In the U.S. weapons industry, the normal production level for artillery rounds for the 155 millimeter howitzer — a long-range heavy artillery weapon currently used on the battlefields of Ukraine — is about 30,000 rounds per year in peacetime.

The Ukrainian soldiers fighting invading Russian forces go through that amount in roughly two weeks.

That’s according to Dave Des Roches, an associate professor and senior military fellow at the U.S. National Defense University. And he’s worried.

“I’m greatly concerned. Unless we have new production, which takes months to ramp up, we’re not going to have the ability to supply the Ukrainians,” Des Roches told CNBC.

Europe is running low, too. “The military stocks of most [European NATO] member states have been, I wouldn’t say exhausted, but depleted in a high proportion, because we have been providing a lot of capacity to the Ukrainians,” Josep Borrell, the EU’s high representative for foreign affairs and security policy, said earlier this month.

NATO Secretary-General Jens Stoltenberg held a special meeting of the alliance’s arms directors on Tuesday to discuss ways to refill member nations’ weapons stockpiles.

**WRITTEN EXERCISE:**
Continue the article on artillery ammunition stocks, picking up after its last sentence. The records have no connection to the article on artillery ammunition stocks.

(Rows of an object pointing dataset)
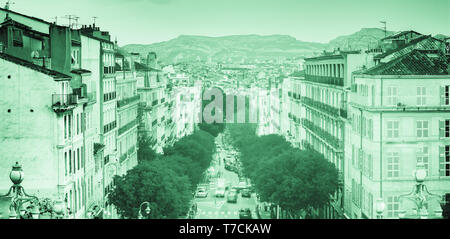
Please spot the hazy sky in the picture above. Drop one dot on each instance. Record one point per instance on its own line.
(149, 21)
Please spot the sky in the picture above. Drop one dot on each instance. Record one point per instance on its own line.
(150, 21)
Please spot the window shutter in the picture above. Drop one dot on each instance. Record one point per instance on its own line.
(441, 161)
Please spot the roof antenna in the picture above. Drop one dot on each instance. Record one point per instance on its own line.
(385, 32)
(7, 4)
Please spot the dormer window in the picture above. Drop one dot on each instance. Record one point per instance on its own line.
(17, 38)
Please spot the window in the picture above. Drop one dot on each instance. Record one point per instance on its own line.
(17, 38)
(65, 126)
(392, 129)
(70, 125)
(368, 165)
(422, 156)
(422, 128)
(444, 128)
(78, 159)
(353, 155)
(445, 96)
(393, 206)
(370, 128)
(421, 95)
(65, 163)
(78, 123)
(393, 165)
(392, 97)
(70, 161)
(444, 161)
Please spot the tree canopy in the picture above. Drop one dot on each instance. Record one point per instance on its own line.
(292, 178)
(166, 181)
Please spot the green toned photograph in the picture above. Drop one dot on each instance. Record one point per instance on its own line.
(237, 109)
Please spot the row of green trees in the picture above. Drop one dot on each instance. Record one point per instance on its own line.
(165, 181)
(297, 180)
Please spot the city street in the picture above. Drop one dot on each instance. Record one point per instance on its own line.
(213, 207)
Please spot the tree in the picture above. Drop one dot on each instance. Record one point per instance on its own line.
(292, 178)
(153, 181)
(145, 152)
(214, 128)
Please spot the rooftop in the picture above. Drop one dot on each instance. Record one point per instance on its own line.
(417, 62)
(49, 72)
(412, 42)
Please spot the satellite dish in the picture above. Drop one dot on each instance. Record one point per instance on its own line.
(34, 54)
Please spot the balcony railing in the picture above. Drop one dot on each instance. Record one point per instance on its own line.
(324, 107)
(122, 157)
(126, 127)
(62, 102)
(329, 138)
(109, 96)
(92, 97)
(109, 127)
(127, 101)
(109, 70)
(338, 81)
(131, 151)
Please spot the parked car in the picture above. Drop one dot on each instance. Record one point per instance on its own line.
(232, 196)
(245, 213)
(201, 192)
(246, 193)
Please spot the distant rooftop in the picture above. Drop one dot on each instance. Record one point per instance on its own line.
(417, 62)
(52, 73)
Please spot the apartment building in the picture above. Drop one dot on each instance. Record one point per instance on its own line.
(398, 116)
(153, 104)
(292, 109)
(89, 150)
(127, 109)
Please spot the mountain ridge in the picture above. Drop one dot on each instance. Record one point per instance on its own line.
(249, 47)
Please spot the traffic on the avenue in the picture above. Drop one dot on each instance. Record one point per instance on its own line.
(225, 193)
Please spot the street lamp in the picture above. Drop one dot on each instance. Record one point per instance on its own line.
(28, 206)
(17, 193)
(379, 207)
(147, 210)
(420, 196)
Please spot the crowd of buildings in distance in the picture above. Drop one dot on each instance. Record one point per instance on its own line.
(375, 114)
(73, 106)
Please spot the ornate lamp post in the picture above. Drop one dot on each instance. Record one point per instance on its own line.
(28, 206)
(147, 210)
(420, 196)
(379, 207)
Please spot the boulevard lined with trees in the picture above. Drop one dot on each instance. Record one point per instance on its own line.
(166, 181)
(296, 180)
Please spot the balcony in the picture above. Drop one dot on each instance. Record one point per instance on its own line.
(329, 138)
(329, 80)
(109, 96)
(131, 151)
(122, 157)
(109, 70)
(92, 97)
(108, 127)
(126, 127)
(336, 112)
(63, 102)
(126, 101)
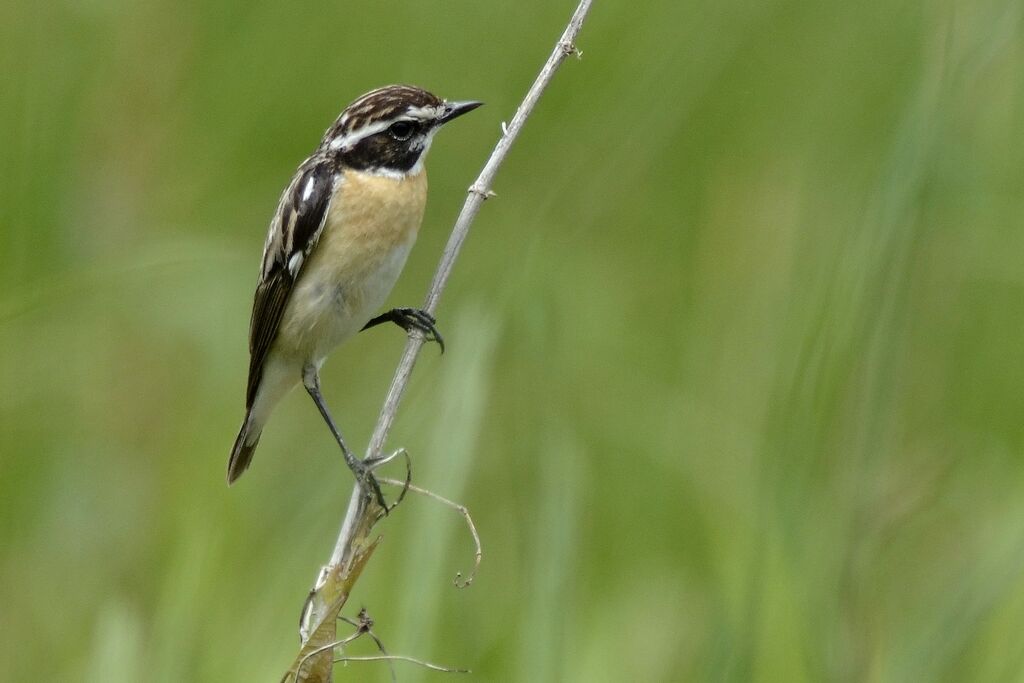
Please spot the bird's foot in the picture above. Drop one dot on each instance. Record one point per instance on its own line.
(412, 319)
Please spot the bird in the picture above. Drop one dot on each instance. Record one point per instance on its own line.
(336, 246)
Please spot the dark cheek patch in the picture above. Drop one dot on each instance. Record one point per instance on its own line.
(381, 152)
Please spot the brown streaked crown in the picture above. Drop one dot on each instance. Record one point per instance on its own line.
(380, 104)
(388, 130)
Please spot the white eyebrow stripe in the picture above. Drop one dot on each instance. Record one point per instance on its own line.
(424, 113)
(349, 140)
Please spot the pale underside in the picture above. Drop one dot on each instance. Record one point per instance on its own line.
(370, 227)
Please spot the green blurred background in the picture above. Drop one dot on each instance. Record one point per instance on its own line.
(735, 380)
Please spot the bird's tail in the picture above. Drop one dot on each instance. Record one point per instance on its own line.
(242, 453)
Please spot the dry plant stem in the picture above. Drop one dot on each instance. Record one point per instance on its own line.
(462, 510)
(354, 545)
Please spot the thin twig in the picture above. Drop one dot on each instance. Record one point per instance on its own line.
(462, 510)
(366, 625)
(402, 657)
(354, 543)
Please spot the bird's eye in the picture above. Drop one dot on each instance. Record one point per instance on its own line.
(400, 130)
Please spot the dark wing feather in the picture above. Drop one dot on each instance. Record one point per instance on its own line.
(294, 232)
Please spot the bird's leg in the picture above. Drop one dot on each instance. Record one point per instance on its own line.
(310, 379)
(409, 319)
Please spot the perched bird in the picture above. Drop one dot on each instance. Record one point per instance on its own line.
(336, 246)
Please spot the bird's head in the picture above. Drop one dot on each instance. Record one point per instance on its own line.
(388, 131)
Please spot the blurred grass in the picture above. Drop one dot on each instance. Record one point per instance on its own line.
(734, 389)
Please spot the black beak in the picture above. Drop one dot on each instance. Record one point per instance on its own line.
(456, 110)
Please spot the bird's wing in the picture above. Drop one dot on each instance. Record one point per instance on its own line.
(294, 231)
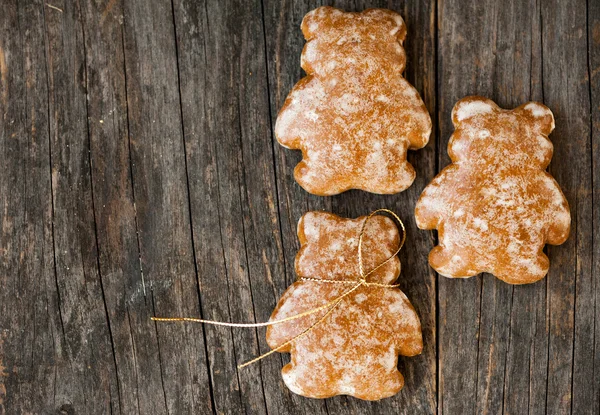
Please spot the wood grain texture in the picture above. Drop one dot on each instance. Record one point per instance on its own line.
(141, 177)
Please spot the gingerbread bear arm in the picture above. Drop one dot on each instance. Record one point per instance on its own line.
(355, 349)
(353, 116)
(495, 207)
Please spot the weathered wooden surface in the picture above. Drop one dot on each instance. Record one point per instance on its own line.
(140, 176)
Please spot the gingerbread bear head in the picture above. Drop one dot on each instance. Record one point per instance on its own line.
(485, 133)
(354, 117)
(337, 41)
(353, 350)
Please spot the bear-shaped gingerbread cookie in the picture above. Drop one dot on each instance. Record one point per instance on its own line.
(353, 116)
(353, 350)
(495, 207)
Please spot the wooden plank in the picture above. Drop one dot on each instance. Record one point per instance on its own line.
(591, 384)
(128, 305)
(566, 91)
(567, 84)
(284, 44)
(30, 330)
(232, 190)
(162, 205)
(88, 373)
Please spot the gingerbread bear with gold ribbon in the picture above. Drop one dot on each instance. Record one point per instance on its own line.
(351, 347)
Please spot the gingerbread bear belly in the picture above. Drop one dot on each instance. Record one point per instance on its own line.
(353, 116)
(353, 350)
(495, 207)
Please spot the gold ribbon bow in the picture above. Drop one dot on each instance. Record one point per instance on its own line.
(330, 306)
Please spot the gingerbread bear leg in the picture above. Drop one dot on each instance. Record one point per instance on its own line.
(449, 263)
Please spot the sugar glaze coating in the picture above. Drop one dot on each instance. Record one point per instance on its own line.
(495, 207)
(353, 116)
(355, 350)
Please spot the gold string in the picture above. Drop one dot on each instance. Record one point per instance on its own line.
(329, 306)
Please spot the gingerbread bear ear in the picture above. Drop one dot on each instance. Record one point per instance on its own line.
(540, 115)
(391, 19)
(470, 107)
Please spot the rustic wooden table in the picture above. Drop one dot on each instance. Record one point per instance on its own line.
(140, 176)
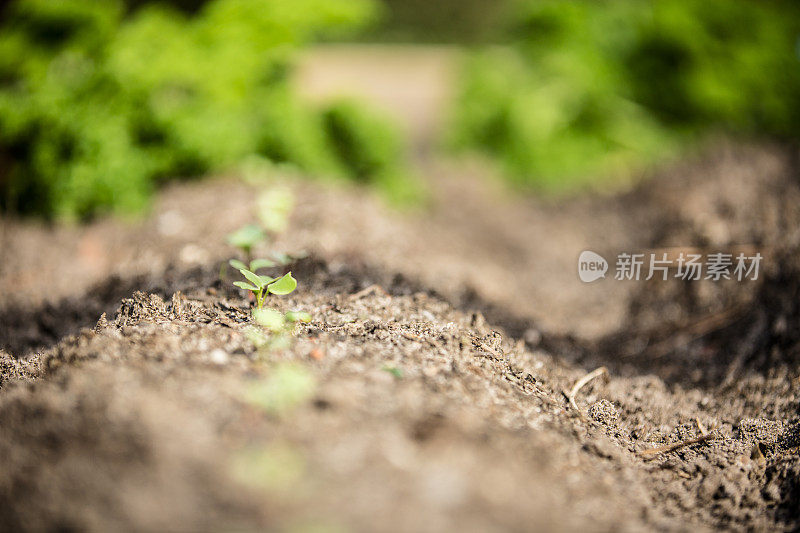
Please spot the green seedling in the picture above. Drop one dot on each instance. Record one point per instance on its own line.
(246, 238)
(261, 286)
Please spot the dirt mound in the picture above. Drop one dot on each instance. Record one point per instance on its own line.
(386, 404)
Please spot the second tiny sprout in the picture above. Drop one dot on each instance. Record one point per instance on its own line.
(261, 286)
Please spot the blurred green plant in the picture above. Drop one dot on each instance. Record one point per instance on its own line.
(98, 105)
(261, 286)
(599, 89)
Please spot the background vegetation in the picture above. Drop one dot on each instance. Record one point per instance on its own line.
(101, 101)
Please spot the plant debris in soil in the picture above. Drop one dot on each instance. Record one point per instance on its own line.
(401, 407)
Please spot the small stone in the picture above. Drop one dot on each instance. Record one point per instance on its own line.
(219, 357)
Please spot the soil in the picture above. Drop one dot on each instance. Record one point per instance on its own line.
(433, 388)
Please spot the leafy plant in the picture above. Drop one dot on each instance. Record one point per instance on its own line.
(246, 238)
(255, 264)
(261, 286)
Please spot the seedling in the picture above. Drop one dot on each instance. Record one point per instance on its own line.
(261, 286)
(393, 370)
(246, 238)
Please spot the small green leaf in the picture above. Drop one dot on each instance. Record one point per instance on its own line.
(245, 286)
(270, 319)
(253, 278)
(298, 316)
(255, 264)
(283, 285)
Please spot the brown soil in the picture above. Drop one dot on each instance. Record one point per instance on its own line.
(429, 391)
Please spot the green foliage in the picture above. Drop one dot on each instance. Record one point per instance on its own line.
(99, 106)
(593, 89)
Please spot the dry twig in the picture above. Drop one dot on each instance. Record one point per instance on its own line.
(580, 384)
(704, 436)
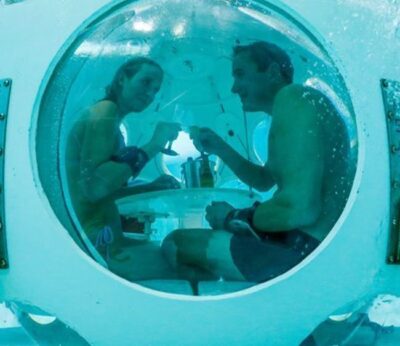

**ANSWER TO THE TASK:**
Military analysts point to a root issue: Western nations have been producing arms at much smaller volumes during peacetime, with governments opting to slim down very expensive manufacturing and only producing weapons as needed. Some of the weapons that are running low are no longer being produced, and highly skilled labor and experience are required for their production — things that have been in short supply across the U.S. manufacturing sector for years.

Indeed, Stoltenberg said during last week’s U.N. General Assembly that NATO members need to reinvest in their industrial bases in the arms sector.

“We are now working with industry to increase production of weapons and ammunition,” Stoltenberg told The New York Times, adding that countries needed to encourage arms makers to expand their capacity longer term by putting in more weapons orders.

But ramping up defense production is no quick or easy feat.

Is the U.S. ability to defend itself at risk?
The short answer: no.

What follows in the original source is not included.